* start Material for this exercise *
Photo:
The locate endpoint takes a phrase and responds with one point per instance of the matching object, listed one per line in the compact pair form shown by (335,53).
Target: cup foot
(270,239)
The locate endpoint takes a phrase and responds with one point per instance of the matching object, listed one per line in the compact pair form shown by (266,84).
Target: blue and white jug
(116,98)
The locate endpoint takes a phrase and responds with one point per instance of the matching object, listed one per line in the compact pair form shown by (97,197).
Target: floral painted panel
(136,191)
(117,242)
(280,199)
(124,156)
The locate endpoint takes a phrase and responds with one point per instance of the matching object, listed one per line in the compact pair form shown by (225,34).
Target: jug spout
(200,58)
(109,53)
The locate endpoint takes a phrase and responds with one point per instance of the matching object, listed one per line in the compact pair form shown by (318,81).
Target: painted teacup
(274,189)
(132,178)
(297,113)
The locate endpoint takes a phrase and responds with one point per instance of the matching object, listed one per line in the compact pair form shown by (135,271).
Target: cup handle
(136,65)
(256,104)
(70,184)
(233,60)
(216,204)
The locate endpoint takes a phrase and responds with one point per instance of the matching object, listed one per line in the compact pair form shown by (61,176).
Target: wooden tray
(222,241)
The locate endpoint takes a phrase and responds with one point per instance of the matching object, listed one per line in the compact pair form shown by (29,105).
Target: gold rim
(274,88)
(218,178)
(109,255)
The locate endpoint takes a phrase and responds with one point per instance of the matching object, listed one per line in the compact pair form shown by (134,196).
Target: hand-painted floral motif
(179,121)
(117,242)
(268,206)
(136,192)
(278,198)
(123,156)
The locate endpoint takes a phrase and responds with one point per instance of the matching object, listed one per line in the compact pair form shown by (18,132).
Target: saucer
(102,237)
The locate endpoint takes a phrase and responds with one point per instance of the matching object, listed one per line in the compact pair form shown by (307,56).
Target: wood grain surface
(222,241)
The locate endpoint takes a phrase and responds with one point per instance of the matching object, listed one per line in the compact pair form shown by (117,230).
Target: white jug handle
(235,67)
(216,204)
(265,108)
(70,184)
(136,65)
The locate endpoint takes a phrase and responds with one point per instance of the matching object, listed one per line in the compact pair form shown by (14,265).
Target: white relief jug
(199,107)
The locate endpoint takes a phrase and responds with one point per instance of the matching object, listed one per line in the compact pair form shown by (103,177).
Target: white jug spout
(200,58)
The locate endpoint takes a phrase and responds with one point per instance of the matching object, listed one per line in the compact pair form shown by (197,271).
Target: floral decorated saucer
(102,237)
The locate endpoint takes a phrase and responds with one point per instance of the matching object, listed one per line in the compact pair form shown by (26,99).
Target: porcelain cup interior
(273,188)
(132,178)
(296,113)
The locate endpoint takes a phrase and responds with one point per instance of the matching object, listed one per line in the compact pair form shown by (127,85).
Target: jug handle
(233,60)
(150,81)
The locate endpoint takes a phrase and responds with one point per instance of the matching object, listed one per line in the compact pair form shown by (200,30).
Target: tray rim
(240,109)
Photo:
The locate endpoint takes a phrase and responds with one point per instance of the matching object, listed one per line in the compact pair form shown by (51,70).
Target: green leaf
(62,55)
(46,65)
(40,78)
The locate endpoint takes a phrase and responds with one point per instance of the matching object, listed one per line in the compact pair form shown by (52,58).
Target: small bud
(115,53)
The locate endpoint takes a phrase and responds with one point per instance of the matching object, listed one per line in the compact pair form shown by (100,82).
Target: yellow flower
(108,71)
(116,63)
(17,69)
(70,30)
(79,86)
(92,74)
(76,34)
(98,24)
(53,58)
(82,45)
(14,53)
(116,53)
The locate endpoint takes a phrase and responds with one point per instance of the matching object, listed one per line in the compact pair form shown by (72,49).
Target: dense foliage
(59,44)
* end Material for this exercise *
* start Material for this exercise *
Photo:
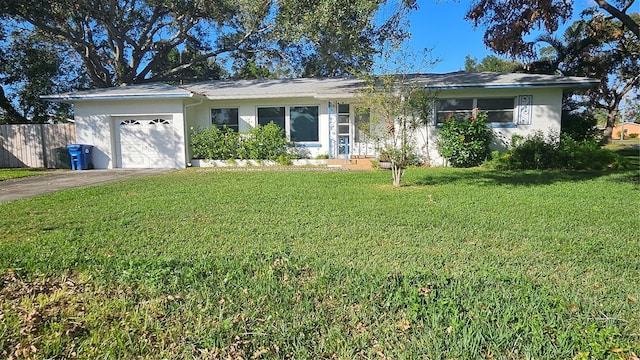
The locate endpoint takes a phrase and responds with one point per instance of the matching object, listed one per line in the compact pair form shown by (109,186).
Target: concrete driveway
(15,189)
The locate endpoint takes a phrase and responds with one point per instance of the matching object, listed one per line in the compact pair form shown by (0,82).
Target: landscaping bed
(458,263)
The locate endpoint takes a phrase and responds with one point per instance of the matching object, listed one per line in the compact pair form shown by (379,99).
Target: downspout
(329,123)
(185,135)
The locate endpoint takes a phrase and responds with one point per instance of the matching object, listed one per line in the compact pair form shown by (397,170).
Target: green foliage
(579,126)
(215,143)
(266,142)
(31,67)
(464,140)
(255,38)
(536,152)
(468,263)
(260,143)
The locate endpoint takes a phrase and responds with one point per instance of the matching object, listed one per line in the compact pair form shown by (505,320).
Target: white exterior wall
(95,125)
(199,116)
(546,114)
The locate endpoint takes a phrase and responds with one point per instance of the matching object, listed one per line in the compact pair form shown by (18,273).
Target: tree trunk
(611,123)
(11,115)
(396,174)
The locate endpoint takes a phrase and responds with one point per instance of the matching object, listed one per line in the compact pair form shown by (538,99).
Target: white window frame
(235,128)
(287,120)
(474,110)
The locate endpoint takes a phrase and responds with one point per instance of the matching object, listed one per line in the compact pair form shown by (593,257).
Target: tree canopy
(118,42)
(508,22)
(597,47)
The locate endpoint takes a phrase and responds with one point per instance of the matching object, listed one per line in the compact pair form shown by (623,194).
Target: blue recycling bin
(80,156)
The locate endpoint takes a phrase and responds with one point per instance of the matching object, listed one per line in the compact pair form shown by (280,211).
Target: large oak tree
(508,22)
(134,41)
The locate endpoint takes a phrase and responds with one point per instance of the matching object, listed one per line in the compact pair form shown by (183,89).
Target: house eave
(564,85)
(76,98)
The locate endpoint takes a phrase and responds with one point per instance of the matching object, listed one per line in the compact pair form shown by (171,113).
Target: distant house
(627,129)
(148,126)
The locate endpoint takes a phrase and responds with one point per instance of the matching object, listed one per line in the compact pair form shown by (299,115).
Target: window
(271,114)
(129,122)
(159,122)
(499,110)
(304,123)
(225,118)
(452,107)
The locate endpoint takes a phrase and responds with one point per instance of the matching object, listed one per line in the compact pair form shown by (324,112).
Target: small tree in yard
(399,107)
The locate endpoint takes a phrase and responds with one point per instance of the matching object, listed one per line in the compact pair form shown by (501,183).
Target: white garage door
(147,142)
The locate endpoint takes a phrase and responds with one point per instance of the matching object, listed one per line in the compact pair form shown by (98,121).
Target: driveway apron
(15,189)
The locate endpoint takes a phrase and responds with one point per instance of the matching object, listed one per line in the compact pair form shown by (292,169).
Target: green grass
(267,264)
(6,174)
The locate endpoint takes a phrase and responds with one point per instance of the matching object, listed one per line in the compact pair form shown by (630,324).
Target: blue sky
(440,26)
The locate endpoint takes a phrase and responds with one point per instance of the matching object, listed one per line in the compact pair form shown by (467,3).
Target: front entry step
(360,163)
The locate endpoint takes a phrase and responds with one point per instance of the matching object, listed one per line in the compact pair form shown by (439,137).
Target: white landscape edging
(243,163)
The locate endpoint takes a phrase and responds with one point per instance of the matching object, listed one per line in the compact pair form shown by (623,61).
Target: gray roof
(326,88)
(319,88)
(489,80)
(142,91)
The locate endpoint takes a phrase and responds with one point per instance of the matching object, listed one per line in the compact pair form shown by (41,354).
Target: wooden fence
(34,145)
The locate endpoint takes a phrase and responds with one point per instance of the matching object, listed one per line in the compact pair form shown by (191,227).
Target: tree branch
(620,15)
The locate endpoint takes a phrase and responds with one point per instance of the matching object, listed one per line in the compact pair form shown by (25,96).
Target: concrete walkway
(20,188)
* end Material for this exercise *
* start Material for this exercise *
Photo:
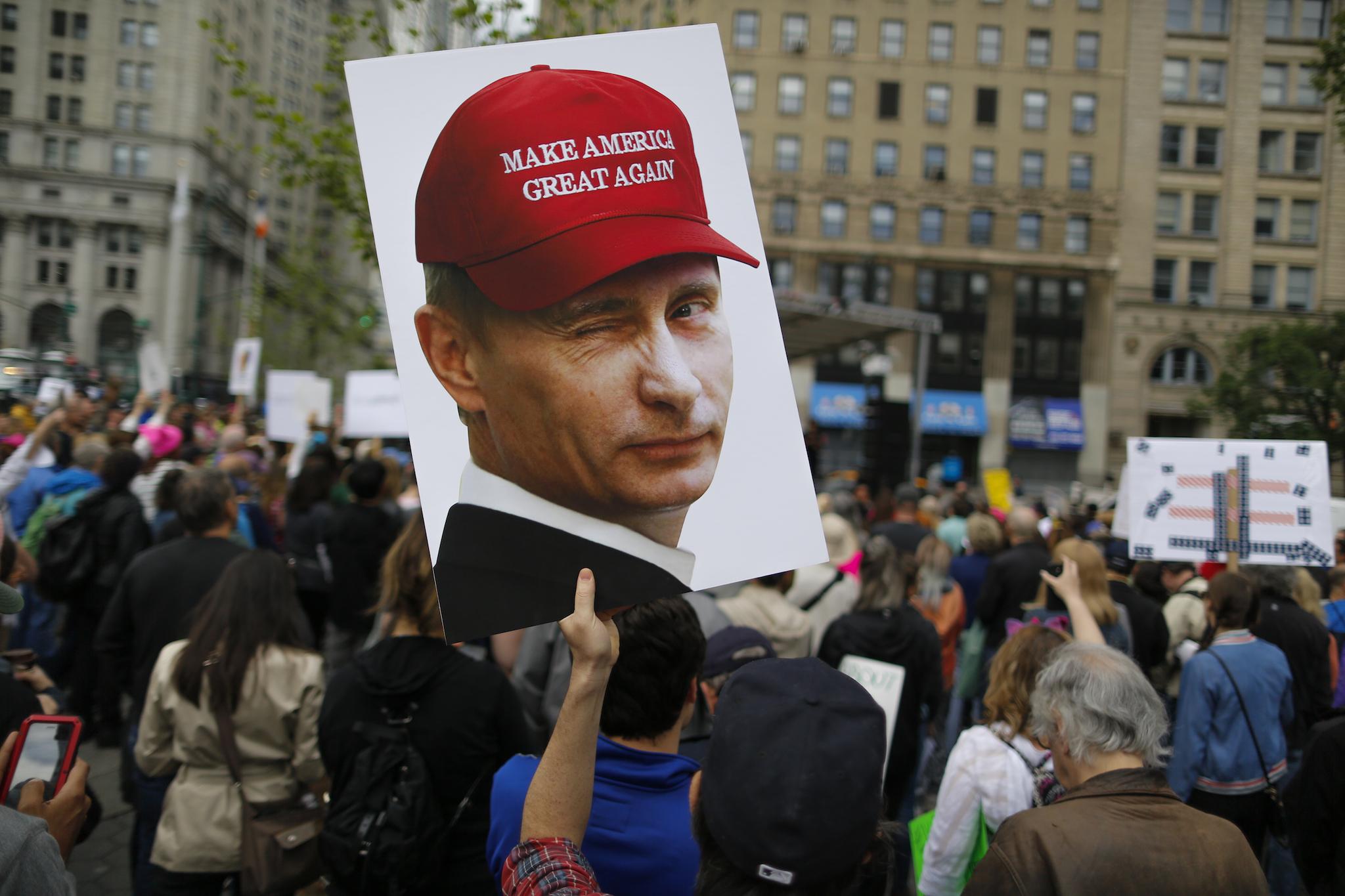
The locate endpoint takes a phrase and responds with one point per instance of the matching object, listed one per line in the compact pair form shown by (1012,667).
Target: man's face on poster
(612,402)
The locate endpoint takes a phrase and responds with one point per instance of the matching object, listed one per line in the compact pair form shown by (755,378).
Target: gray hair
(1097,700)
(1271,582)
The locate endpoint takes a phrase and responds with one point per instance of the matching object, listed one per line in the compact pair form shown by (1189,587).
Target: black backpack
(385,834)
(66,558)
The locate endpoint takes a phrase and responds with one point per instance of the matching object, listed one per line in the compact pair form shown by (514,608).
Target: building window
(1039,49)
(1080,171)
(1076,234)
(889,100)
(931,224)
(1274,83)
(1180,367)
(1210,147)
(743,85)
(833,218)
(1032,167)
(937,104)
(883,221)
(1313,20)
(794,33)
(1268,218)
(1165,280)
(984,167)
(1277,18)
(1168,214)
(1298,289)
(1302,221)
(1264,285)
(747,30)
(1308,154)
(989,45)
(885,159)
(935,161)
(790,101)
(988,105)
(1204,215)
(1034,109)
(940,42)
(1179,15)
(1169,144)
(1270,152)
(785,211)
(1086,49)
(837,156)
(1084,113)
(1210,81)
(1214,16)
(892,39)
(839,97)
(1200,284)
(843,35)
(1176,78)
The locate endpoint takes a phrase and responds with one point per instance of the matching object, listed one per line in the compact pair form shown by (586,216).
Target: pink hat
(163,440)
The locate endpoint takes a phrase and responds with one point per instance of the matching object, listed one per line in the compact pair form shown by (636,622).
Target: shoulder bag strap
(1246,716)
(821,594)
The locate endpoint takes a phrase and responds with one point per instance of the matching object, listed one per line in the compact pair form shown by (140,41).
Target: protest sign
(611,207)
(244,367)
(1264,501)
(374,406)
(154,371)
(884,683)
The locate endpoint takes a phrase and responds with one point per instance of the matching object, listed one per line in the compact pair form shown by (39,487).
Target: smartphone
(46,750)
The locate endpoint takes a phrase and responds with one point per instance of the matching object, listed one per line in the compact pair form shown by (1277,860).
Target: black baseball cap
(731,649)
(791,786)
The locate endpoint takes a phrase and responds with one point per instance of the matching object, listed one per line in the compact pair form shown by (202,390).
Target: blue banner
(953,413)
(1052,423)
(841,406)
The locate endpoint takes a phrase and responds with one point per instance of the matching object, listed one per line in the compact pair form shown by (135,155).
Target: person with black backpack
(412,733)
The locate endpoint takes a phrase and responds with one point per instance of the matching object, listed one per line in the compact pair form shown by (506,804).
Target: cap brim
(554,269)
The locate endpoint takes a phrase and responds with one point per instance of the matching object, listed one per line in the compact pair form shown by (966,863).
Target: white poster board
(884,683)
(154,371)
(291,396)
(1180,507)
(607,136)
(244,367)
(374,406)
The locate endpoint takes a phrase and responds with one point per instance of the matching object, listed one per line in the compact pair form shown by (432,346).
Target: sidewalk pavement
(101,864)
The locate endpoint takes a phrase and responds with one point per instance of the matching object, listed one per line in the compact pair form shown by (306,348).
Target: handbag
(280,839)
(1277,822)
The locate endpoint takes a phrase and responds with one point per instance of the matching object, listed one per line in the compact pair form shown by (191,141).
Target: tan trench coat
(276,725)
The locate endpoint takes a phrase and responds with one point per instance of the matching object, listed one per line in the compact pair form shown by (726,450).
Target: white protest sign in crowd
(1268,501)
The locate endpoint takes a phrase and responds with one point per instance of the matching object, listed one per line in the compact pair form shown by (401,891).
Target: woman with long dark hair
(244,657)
* end Material for this exercise *
What is expected: Find every line in the records that contains the word "window", and copy each of those lines.

Answer to this task:
Target: white window frame
Target: window
Target: building window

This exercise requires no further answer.